## The request
Output every row below as a two-column CSV with the columns "request" and "answer", one line per row. Put each value in a single quoted field with line breaks replaced by spaces, and leave out the pictures.

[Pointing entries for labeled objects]
◇ ◇ ◇ ◇ ◇ ◇ ◇

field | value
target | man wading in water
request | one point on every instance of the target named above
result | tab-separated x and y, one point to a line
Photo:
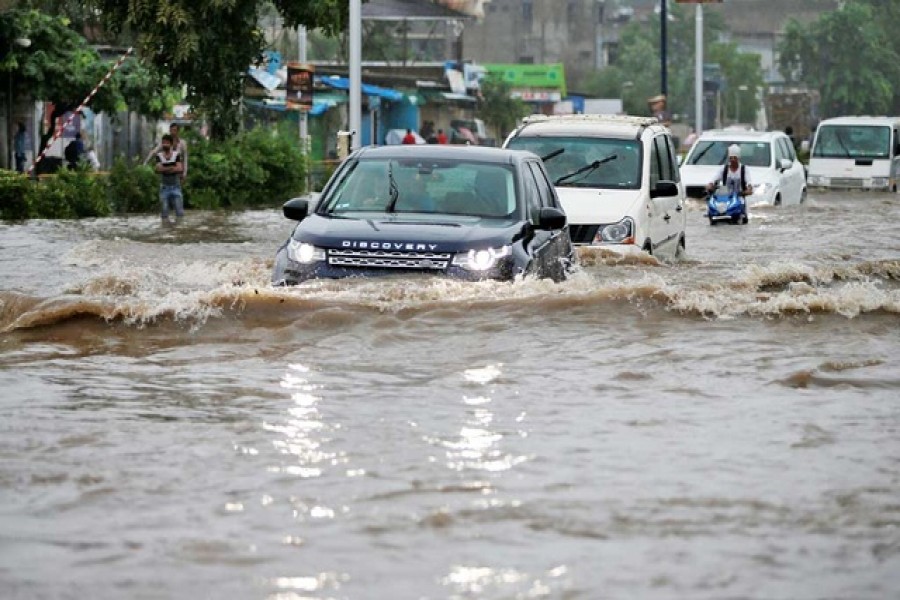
170	165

◇ ◇ ◇ ◇ ◇ ◇ ◇

## Result
request,answer
"field | value target | man wading in water request | one point on every instance of the target named above result | tab-separated x and y, one point to a line Photo:","170	165"